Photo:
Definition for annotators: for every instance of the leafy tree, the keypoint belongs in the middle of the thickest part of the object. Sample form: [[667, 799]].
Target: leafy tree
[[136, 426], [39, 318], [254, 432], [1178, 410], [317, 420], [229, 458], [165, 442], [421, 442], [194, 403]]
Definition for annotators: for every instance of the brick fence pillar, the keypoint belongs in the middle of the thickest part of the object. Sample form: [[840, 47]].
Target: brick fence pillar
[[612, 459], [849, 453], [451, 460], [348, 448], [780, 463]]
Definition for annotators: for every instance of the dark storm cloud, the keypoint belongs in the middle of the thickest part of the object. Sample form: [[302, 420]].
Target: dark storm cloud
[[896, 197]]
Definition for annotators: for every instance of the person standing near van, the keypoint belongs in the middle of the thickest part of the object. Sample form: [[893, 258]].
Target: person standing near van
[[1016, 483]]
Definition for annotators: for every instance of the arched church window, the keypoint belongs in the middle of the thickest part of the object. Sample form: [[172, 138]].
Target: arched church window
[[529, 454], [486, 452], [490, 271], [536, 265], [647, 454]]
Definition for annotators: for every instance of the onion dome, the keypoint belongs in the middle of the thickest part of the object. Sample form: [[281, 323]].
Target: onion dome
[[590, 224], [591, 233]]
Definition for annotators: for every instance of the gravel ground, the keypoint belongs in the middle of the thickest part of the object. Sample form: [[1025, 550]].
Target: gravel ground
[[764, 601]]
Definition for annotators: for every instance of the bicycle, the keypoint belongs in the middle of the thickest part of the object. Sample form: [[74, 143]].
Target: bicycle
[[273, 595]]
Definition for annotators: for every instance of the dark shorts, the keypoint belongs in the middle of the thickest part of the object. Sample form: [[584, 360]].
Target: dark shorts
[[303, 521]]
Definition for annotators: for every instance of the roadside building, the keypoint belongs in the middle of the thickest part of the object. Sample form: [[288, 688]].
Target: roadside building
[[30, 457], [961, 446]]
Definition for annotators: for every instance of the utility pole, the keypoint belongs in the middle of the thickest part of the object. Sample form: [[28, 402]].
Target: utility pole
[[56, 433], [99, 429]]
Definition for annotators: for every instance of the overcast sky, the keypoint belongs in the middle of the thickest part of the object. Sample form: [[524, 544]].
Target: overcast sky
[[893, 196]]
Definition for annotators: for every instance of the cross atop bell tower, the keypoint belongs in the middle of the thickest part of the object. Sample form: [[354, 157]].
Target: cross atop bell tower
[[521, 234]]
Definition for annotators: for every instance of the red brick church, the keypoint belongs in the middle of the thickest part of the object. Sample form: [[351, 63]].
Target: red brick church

*Stated goal*
Rewrite all the records above, replacing "thickest part" with "widest part" everywhere it occurs and leaving everything else unchanged.

*The response*
Photo:
Definition for annotators: for every instance of the leafy tree, the keypoint belongs in the middle of the widest part of the object. Sample form: [[667, 799]].
Target: leafy tree
[[136, 426], [39, 318], [254, 432], [1178, 410], [317, 420], [229, 458], [165, 442], [421, 442], [194, 403]]
Definition for annotators: for every instance of the brick fence pillar, the keypoint belongs in the middle of the widest part of the object. Sample form: [[840, 47]].
Target: brick fence pillar
[[612, 459], [849, 453], [451, 460], [348, 448], [780, 463]]
Definition for annotators: for every instance of the dark storm cloud, the keypoint belongs in the middle of the widest part of the object. Sample form: [[302, 420]].
Target: dark storm cloud
[[896, 197]]
Definition for annotators: for every instance of the person standing near van, the keypoint belongs in the middle of the widest part of the object. Sample form: [[893, 258]].
Target: person standing near van
[[1016, 483]]
Definition for annotators: for every instance of the arched church window, the keypoint belongs in the middle of the widest part of the object. Sample form: [[172, 138]].
Target: arched church window
[[529, 454], [486, 452], [490, 271], [536, 265], [647, 454]]
Definition for annotators: for every instance of the onion dome, the keypoint belongs in the middle of the widest part of the object. Sample form: [[281, 323]].
Target: onion dome
[[590, 224], [591, 233]]
Definition for annotators: for every instance of the gravel ground, the keypoint belongs in the middle of the widest part of the object. Sample form: [[1025, 550]].
Target: gravel ground
[[764, 601]]
Definition for annotators: for every instance of the bicycle, the keypoint belongs in the middle of the widest part of the object. Sample form: [[74, 143]].
Target: bicycle
[[273, 595]]
Definition for annotators: for every instance of the dark shorts, the keypoint belongs in the middle of the widest part of the object. Sample form: [[584, 360]].
Target: dark shorts
[[303, 521]]
Definition for annotators: for every instance of the roadside building, the keypoint belongs in the middle of the widest part of the object. Sample form: [[288, 688]].
Target: roadside building
[[30, 457], [961, 446]]
Definition for annotators: for every instance of the utility pole, the keypoint belongs in the middle of the widest part of the object. Sample form: [[28, 402]].
Target: utility pole
[[56, 433], [99, 429]]
Definition for annotators: for every instance of the overcast sky, the keypoint belongs in the middle of the widest part of the object. Sample form: [[524, 544]].
Target: overcast sky
[[893, 196]]
Definition for annotators: for every instance of the cross atop bell tower, the keypoint belongs in the middle of the widest part of the object. Sample form: [[354, 157]].
Target: cross atop bell tower
[[521, 234]]
Definition for annotators: for every instance of the red brick church, the keypoint belongs in the middle of the widest part of the object. Sample form: [[351, 63]].
Target: red brick church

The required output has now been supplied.